**PROBLEM DETAILS**
Starting at the line with "Target: tractor in background" and going on through the line with "formatted like [87,254].", reproduce each line in the records below exactly and nothing more.
—————
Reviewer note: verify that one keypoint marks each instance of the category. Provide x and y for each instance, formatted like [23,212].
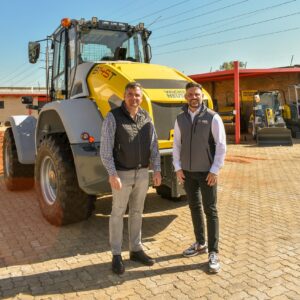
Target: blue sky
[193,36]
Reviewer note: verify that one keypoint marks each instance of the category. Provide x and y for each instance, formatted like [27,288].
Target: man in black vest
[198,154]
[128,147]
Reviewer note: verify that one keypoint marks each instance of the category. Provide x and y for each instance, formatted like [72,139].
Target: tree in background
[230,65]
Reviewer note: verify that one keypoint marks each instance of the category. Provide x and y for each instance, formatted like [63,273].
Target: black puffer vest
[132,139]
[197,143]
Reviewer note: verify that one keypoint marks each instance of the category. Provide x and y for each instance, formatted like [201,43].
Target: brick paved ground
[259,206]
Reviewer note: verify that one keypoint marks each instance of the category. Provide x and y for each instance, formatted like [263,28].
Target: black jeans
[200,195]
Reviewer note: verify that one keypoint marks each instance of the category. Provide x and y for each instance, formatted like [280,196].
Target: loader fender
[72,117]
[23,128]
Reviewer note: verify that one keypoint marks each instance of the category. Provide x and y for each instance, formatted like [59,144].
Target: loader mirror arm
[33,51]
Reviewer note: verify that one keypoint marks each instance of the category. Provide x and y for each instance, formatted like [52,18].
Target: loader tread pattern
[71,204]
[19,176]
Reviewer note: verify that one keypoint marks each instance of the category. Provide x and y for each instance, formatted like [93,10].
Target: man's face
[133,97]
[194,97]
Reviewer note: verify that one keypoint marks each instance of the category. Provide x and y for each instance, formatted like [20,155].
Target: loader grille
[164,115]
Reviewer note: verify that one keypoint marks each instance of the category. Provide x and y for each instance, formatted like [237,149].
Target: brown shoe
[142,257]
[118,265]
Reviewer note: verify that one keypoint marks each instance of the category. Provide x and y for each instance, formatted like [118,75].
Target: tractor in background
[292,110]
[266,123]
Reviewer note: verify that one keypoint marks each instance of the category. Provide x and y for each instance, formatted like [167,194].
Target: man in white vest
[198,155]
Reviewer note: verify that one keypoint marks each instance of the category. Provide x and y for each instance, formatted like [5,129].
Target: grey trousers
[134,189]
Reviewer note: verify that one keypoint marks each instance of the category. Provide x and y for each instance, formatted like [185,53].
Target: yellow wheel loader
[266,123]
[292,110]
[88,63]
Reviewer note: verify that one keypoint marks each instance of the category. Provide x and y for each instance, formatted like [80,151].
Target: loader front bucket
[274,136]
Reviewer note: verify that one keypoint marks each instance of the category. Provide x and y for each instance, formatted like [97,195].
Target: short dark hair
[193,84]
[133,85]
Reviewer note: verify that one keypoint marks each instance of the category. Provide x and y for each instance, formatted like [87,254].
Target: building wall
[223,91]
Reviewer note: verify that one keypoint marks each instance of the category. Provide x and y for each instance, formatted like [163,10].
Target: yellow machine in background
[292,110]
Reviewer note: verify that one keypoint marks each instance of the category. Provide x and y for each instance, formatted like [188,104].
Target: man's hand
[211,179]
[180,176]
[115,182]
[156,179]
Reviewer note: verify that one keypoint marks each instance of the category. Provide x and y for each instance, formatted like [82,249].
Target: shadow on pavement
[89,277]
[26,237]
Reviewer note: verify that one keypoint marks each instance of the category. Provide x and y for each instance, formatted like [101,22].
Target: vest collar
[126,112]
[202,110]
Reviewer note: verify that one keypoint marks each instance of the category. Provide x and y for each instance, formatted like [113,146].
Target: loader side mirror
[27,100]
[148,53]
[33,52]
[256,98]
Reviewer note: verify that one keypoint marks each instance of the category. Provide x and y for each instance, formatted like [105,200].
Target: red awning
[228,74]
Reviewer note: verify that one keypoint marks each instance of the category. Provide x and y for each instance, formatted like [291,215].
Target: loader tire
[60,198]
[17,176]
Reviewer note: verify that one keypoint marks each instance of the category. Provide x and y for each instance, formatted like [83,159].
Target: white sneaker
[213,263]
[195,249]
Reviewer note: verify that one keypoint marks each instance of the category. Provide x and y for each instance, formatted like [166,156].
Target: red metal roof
—————
**SOLUTION TO THIS TASK**
Target: tractor in background
[292,110]
[266,123]
Reviewer note: verify that one keypoint marks each instance of the category. Provide x and y for each instance, formatted like [167,194].
Target: man in white vest
[198,155]
Reviewer note: verify that one keypoint marks each instance of the category. Provide x and y for each instance, formatted like [5,129].
Target: grey trousers
[134,189]
Reviewer note: verify that one keypoint marks each instance of the category. Provide x and y for each instance, formatted like [185,53].
Target: yellow wheel loader
[266,123]
[292,110]
[88,63]
Reviewer note: verify that one keypoint marks each instance of the category. Provide x and y for each instance, formatted like [80,151].
Target: loader front bucket
[274,136]
Reviewer note: verify that one keypoint marks each instance of the category. Provide x and y for each instance, formatted like [97,195].
Target: short dark hair
[193,84]
[133,85]
Reviewer note: verify that one keypoint marks each instance of the category. Provide x and y for each instance, formatted like [87,254].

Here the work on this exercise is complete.